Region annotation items
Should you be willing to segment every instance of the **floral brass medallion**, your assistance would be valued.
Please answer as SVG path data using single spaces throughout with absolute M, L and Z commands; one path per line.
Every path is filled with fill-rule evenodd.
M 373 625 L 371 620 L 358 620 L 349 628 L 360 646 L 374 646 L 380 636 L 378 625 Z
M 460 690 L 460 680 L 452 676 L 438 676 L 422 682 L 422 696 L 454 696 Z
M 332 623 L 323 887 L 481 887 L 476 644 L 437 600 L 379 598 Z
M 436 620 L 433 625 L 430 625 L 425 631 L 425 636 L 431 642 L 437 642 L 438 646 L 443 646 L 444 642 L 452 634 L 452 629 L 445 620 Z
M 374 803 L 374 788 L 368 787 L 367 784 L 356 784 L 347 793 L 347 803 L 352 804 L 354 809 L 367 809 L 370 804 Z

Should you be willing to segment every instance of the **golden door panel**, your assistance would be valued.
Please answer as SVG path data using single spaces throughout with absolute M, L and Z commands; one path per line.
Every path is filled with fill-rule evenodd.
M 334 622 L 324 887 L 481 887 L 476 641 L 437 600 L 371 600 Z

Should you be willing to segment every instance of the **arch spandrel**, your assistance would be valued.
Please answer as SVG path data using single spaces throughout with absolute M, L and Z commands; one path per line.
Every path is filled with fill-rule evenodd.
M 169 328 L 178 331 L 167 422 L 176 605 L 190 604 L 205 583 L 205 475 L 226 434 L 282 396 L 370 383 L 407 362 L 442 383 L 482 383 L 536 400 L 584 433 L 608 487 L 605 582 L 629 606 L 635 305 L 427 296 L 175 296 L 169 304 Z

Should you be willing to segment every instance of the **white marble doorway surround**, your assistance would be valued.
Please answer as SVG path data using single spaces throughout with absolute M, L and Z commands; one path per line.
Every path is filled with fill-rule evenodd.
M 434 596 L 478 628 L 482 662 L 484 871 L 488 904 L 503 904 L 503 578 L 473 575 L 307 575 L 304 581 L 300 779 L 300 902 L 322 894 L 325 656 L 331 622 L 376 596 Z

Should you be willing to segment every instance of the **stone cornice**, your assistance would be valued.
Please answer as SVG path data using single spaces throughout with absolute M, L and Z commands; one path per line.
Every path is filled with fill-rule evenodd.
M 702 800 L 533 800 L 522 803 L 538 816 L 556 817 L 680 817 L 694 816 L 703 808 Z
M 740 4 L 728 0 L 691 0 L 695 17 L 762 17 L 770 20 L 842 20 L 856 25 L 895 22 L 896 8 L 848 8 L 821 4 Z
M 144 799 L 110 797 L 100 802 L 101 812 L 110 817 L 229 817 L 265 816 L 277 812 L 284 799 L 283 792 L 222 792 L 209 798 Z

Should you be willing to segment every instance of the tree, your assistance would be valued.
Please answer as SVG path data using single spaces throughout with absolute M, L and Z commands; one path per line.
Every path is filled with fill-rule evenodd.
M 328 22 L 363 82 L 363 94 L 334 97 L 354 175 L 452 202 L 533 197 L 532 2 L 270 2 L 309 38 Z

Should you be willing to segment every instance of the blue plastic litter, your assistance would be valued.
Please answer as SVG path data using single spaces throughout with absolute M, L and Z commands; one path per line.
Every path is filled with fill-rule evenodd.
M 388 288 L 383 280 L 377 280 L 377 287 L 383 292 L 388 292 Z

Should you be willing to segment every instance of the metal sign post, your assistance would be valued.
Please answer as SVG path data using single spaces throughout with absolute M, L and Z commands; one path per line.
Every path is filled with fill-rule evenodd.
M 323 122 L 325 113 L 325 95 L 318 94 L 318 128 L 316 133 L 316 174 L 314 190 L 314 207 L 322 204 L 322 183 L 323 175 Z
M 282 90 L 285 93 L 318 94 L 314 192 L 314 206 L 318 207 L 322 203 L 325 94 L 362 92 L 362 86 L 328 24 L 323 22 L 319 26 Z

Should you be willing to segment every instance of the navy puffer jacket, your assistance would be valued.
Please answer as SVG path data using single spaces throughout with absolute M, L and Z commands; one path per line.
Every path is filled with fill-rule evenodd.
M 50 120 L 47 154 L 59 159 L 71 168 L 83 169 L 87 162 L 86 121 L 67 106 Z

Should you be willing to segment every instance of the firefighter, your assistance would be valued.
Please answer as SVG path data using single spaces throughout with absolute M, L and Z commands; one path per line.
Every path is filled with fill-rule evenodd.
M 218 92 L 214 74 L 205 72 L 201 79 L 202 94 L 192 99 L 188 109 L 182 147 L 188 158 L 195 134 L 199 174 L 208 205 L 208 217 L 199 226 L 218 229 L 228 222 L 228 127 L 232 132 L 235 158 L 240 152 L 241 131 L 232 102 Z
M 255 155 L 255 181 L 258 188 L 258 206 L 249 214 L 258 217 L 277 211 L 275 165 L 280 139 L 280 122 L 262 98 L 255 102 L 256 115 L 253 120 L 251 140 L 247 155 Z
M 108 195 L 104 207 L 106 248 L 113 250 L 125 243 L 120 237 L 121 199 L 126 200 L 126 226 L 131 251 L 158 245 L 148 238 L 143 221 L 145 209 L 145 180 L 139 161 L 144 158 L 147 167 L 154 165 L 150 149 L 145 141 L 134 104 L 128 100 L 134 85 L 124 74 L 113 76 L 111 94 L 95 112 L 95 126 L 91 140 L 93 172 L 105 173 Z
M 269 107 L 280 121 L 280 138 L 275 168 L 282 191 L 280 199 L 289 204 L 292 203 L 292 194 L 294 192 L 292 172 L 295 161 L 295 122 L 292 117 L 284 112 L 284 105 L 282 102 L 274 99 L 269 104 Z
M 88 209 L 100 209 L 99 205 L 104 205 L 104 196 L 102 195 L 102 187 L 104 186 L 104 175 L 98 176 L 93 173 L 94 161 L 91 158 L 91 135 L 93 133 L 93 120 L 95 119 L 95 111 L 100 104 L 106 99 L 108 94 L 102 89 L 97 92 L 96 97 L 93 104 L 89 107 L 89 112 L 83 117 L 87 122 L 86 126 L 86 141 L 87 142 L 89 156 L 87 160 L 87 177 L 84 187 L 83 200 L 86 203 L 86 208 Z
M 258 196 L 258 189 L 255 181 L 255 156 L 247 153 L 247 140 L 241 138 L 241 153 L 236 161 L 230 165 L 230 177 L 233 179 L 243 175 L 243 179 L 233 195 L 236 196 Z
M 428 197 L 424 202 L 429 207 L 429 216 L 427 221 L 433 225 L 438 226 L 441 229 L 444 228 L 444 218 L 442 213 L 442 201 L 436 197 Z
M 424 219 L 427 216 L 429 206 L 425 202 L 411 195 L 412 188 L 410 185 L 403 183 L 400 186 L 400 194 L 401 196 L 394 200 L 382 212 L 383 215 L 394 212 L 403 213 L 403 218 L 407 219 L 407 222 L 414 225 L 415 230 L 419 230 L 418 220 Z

PROBLEM REQUIREMENTS
Reproduce verbatim the part of the listing above that opens with the line containing "Should you be willing to segment every instance of the blue" and closes with the line containing "M 282 90 L 285", including both of those lines.

ANSWER FOR THE TASK
Should you be willing to segment every instance of the blue plastic litter, your assistance would be valued.
Please answer as SVG path data using single spaces throughout with absolute M, L and Z commands; one path per line.
Every path is filled with fill-rule evenodd.
M 388 288 L 383 280 L 377 280 L 377 287 L 383 292 L 388 292 Z

Should you be willing to segment every instance of the metal sign post, your assistance would be valued.
Please answer as SVG path data using single spaces throughout with absolute M, L and Z commands; one path per line.
Every path is filled with fill-rule evenodd.
M 323 122 L 325 113 L 325 95 L 318 94 L 318 128 L 316 133 L 316 174 L 314 190 L 314 207 L 322 204 L 322 183 L 323 175 Z
M 282 90 L 285 93 L 318 94 L 314 192 L 314 206 L 318 207 L 322 203 L 325 94 L 362 92 L 362 86 L 328 24 L 323 22 L 319 26 Z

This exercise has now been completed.